> [Stored rows]:
-*-*-

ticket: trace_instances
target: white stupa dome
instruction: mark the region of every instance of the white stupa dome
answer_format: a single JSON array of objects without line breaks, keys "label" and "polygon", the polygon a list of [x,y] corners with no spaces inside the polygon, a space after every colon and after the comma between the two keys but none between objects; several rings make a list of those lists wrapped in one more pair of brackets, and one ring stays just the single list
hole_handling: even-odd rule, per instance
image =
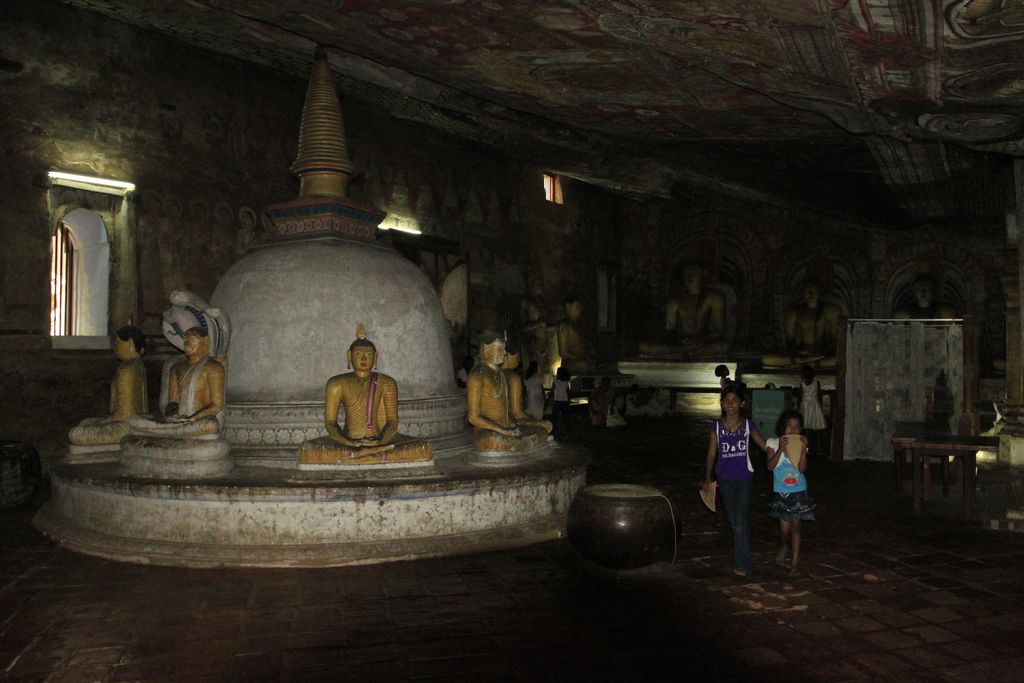
[{"label": "white stupa dome", "polygon": [[239,260],[211,302],[232,337],[228,403],[323,401],[361,323],[404,402],[458,394],[450,326],[430,282],[391,249],[345,240],[268,245]]}]

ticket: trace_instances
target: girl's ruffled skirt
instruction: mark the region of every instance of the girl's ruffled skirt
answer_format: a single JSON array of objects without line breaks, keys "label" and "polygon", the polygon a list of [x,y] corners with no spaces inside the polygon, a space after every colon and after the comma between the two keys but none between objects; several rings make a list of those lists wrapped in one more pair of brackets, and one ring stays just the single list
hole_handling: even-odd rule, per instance
[{"label": "girl's ruffled skirt", "polygon": [[808,496],[806,490],[798,490],[793,494],[772,494],[768,514],[784,521],[793,521],[794,519],[812,521],[815,507],[814,499]]}]

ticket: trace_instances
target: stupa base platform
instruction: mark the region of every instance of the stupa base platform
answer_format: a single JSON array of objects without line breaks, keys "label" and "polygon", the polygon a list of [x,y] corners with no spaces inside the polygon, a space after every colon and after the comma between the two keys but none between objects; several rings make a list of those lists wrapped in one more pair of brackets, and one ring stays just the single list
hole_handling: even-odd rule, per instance
[{"label": "stupa base platform", "polygon": [[500,470],[474,464],[465,450],[435,460],[433,472],[406,476],[236,467],[202,481],[134,477],[114,463],[61,464],[35,525],[78,552],[190,567],[481,552],[563,536],[588,460],[582,449],[552,444]]},{"label": "stupa base platform", "polygon": [[65,462],[75,464],[116,463],[120,458],[120,443],[104,443],[101,445],[78,445],[72,443],[68,446]]}]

-*-*-

> [Do this]: Restate each entry word for word, leaving out any pictures.

> [Finished answer]:
ticket: trace_instances
target: white stupa dome
instruction: mark the region of every instance of the white stupa dome
answer_format: a single JSON array of objects without line breaks, keys "label" and "polygon", the polygon a list of [x,y] corners with no spaces inside the polygon, a space after every colon and after the comma between the two keys but none between objects; several rings make a list of those lists wrapped in one more pair of brackets, and one ring stays just the single list
hole_handling: even-odd rule, per instance
image =
[{"label": "white stupa dome", "polygon": [[239,260],[211,302],[232,337],[228,403],[323,401],[361,323],[404,402],[458,394],[450,326],[430,282],[391,249],[345,240],[268,245]]}]

ticket: trace_instances
target: girl's ruffled skirt
instruction: mark the region of every instance of the girl's ruffled skirt
answer_format: a single JSON array of objects without line breaks, keys "label" and "polygon", the polygon a list of [x,y] corners with no spaces inside the polygon, a space after every colon and after the comma between the two keys but none between objects; several rings make a list of those lists wrapped in one more pair of brackets, and one ring stays just the single list
hole_handling: even-odd rule, per instance
[{"label": "girl's ruffled skirt", "polygon": [[808,496],[806,490],[798,490],[793,494],[772,494],[768,514],[784,521],[793,521],[794,519],[812,521],[815,507],[814,499]]}]

ticket: trace_instances
target: stupa base platform
instruction: mark the region of every instance of the stupa base platform
answer_format: a single JSON array of objects without line breaks, keys "label" and "polygon", the polygon a list of [x,y] corners with no spaces inside the polygon, a space after every colon and after the comma between the two keys but none between objects; several rings make a list of those lists wrapped in one more pair of brackets, and one ring stays just the single list
hole_handling: even-odd rule, per instance
[{"label": "stupa base platform", "polygon": [[500,470],[474,464],[465,450],[435,460],[433,472],[406,476],[236,467],[202,481],[134,477],[114,463],[61,464],[35,525],[78,552],[190,567],[481,552],[563,536],[588,460],[582,449],[552,444]]},{"label": "stupa base platform", "polygon": [[65,462],[75,464],[116,463],[120,458],[120,443],[104,443],[101,445],[78,445],[72,443],[68,446]]}]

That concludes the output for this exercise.